### Assigned task
Render each non-blank line of the listing as a row in a Markdown table with the columns Row and Line, numbering the rows in order.

=====

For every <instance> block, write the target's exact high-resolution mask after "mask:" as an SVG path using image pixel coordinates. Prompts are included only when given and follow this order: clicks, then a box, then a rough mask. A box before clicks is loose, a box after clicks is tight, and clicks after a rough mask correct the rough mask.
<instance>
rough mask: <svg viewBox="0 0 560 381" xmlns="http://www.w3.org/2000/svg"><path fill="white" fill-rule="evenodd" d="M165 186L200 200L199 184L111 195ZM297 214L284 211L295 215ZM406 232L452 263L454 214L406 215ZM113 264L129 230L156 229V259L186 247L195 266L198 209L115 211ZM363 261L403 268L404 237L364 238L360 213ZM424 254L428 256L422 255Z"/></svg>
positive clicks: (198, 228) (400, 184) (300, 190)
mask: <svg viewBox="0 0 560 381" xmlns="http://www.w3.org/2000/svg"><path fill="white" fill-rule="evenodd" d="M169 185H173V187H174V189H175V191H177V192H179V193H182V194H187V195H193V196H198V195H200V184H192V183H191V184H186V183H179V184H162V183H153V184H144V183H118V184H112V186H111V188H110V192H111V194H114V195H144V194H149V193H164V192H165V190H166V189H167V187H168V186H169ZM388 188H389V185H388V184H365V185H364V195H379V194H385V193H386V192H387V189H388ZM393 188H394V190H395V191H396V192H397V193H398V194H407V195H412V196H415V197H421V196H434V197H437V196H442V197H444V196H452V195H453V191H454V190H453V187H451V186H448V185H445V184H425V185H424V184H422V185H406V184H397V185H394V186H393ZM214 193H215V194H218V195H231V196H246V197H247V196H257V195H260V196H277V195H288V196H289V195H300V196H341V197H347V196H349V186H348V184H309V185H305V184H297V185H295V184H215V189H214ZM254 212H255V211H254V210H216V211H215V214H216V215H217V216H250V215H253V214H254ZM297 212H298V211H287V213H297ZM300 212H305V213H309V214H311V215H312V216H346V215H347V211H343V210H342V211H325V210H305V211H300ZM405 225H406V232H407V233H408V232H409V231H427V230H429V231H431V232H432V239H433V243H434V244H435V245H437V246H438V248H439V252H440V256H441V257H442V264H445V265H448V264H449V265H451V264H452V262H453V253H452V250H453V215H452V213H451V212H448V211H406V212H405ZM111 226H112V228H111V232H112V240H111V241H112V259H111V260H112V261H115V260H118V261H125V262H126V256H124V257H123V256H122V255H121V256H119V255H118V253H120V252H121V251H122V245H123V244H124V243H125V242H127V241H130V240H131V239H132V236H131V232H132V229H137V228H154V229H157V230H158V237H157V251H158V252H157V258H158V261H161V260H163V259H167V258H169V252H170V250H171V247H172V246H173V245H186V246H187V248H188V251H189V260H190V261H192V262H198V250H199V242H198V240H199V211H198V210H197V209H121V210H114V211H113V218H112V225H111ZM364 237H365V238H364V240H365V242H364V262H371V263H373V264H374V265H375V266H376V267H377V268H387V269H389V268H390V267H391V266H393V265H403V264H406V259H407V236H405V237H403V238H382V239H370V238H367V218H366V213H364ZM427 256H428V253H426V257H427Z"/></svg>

=====

### The answer
| Row | Line |
|---|---|
| 1 | For every <instance> block, write the target's exact high-resolution mask after "mask:" as an SVG path using image pixel coordinates. Prompts are included only when given and follow this order: clicks, then a box, then a rough mask. A box before clicks is loose, a box after clicks is tight, and clicks after a rough mask correct the rough mask. |
| 2 | <instance> |
| 3 | rough mask: <svg viewBox="0 0 560 381" xmlns="http://www.w3.org/2000/svg"><path fill="white" fill-rule="evenodd" d="M165 186L200 200L199 184L111 195ZM297 214L284 211L295 215ZM406 232L452 263L454 214L406 215ZM113 264L129 230L156 229V259L186 247L195 266L198 209L115 211ZM363 261L403 268L404 237L364 238L360 213ZM424 254L428 256L422 255Z"/></svg> |
| 4 | positive clicks: (198, 228) (400, 184) (300, 190) |
| 5 | mask: <svg viewBox="0 0 560 381" xmlns="http://www.w3.org/2000/svg"><path fill="white" fill-rule="evenodd" d="M169 185H173V187H174V189H175V191H177V192H179V193H182V194H187V195H193V196H198V195H200V184H192V183H191V184H186V183H179V184H162V183H153V184H144V183H118V184H112V186H111V188H110V192H111V194H114V195H144V194H149V193H164V192H165V190H166V189H167V187H168V186H169ZM388 188H389V185H388V184H365V185H364V195H379V194H385V193H386V192H387V189H388ZM393 188H394V190H395V191H396V192H397V193H398V194H407V195H412V196H415V197H421V196H434V197H437V196H442V197H444V196H452V195H453V191H454V190H453V187H451V186H448V185H445V184H425V185H424V184H422V185H406V184H397V185H394V186H393ZM214 193H215V194H218V195H231V196H246V197H247V196H257V195H260V196H277V195H288V196H289V195H300V196H341V197H347V196H349V186H348V184H309V185H305V184H297V185H295V184H215V189H214ZM254 212H255V211H254V210H216V211H215V214H216V215H217V216H250V215H253V214H254ZM297 212H298V211H287V213H297ZM300 212H305V213H309V214H311V215H312V216H346V215H347V211H343V210H342V211H325V210H305V211H300ZM405 225H406V232H407V233H408V232H409V231H427V230H429V231H431V232H432V239H433V243H434V244H435V245H437V246H438V248H439V252H440V256H441V257H442V264H445V265H448V264H449V265H451V264H452V262H453V253H452V250H453V215H452V213H451V212H448V211H406V212H405ZM111 226H112V228H111V232H112V240H111V241H112V259H111V260H112V261H115V260H118V261H125V262H126V256H124V257H123V256H122V255H121V256H119V255H118V253H120V252H121V251H122V245H123V244H124V243H125V242H127V241H130V240H131V239H132V236H131V232H132V229H137V228H154V229H157V230H158V237H157V251H158V252H157V258H158V261H161V260H163V259H167V258H169V252H170V250H171V247H172V246H173V245H186V246H187V248H188V251H189V260H190V261H192V262H198V250H199V242H198V240H199V211H198V210H197V209H121V210H114V211H113V218H112V225H111ZM364 237H365V238H364V240H365V242H364V262H371V263H373V264H374V265H375V266H376V267H377V268H387V269H389V268H390V267H391V266H393V265H403V264H406V259H407V236H405V237H403V238H382V239H370V238H367V218H366V213H364ZM427 256H428V253H426V257H427Z"/></svg> |